■ DOCUMENT EXCERPT ■
Now after a firmware upgrade my Asus has been whining at me that my password is ** and that I MUST change it. Really?


Why?


1. Who on earth can access my router without being on my network? is that possible other than the vague requests a site can make to reboot your router and the like? I have Remote Access off.

2. And for any serious attacks on my router (why would anyone even bother?), don't they have to be within my network to begin with?

3. And I mean, can people from the internet actually GET on my network? Surely Wifi can only be accessed by people nearby and you'd need an actual cable otherwise, or am I wrong?

4. I mean sure if my pc gets compromised, but that's a whole different story, but at that point I think my Wifi /router password would be the least of my concerns.

And sure, if I have evil neighbours.... but to be fair, I'm not counting on that.


Am I being too naive? That's why I'm here. Educate me, please.

Thanks for your info.
There are known hacks that attack router services. Things like UPNP you think arent exposed to the outside world yet are.

You see routors and many network devices are built upon commonly shared software stacks. The code is just tweeked here and there for the specific hardware they work on. Over the years these services grow and many become neglected. They are just there for backwards compatibility.

And a lot of services are exposed on network devices like printers. My printer has no less than 12 exposed services. Ie
Post script print or ftp and more. Yes my printer had an ftp port for some reason

So a hacker can hack into your router and then see your password. He can then keep it away someplace safe incase he needs a direct way back in. Once he has the password he can alter the router settings and then probe your network for weaknesses using automated tools.

Now if you dont think this is a problem remember that security papers show the state agencies using such exploits (heartbleed and smbv1) to hack into networks via routers. Its because the router sees everything on your network. And from that you can diagnose things like what hardware is attached to that network by testing internal services on each device that is attached. If you dont believe me try fing android app. It will largely be correct on guessing what kind of hardware each device is on your network. Im doing experiments with esp8266 and fing identified it as a an expressif device. Knowing that i can now directly attack known weaknesses with expressif devices and upload a new rom via wifi.

■ MATERIAL PROVIDED ■
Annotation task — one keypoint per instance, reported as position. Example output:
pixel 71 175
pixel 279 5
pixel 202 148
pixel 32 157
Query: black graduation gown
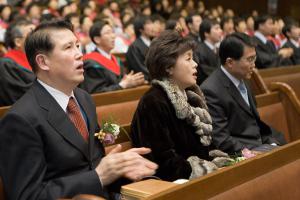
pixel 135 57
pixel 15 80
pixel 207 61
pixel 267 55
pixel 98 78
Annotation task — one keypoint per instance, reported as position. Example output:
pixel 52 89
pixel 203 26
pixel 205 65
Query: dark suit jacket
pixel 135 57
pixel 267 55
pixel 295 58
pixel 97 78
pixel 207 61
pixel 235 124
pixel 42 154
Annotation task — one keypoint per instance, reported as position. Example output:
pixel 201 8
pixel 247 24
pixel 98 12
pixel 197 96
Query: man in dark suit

■ LIST OF TASKS ■
a – Copy everything from "Am I being too" down to "for backwards compatibility." in the router password discussion, replacing "backwards compatibility" with "legacy support".
b – Can you extend the router password discussion past its last paragraph, picking up right after its final sentence?

■ RESPONSES BY ITEM NUMBER ■
a –
Am I being too naive? That's why I'm here. Educate me, please.

Thanks for your info.
There are known hacks that attack router services. Things like UPNP you think arent exposed to the outside world yet are.

You see routors and many network devices are built upon commonly shared software stacks. The code is just tweeked here and there for the specific hardware they work on. Over the years these services grow and many become neglected. They are just there for legacy support.

b –
Its also how the infamous target corporation was hacked. They got a compromised vendor that was sloppy and didnt use active virus protection. Loggers then captured network credentials to target. The hackers then logged into target and roamed the system till they found the POS ROMS. The hackers then altered the roms and the new pos ros roms were instructed to direct credit card information to x y z.

Now why would they bother with you? Youre a nobody, am i right? Youre partially correct. This is mostly a cyt (cover your tail) to avoid lawsuits. But your network can be attacked and made into a botnet or to mine coin without you even knowing. Theres even worse potential which i wont cover.

So ask yourself if you would care if someone can log into your routers torrent or ftp services using your admin credentials (some routers do have them built in)

https://www.routersecurity.org/testrouter.php

These network device attacks and backwards support are a real problem. Our congress is trying to establish guidelines on requiring support for hardware via exploit fixes. Of course the big company lobbyist are fighting this tooth and nail. "We have 50000 products and testing a device we havent sold in 5 years isnt fair to us. Its too much burden.". And to be honest thats a fair assessment. I think it will be indefinitely stalled until theres a huge infrastructure attack that attacks critical services.

I think what it will eventually come down to is an equivalent of an annual car inspection. Your get a warranty with gaurenteed fixes for 3 years and then after that you must pay to have it fixed or the equipment must be replaced. If you dont you cant drive it on the internet highway. Thats part of the cost of being on the web.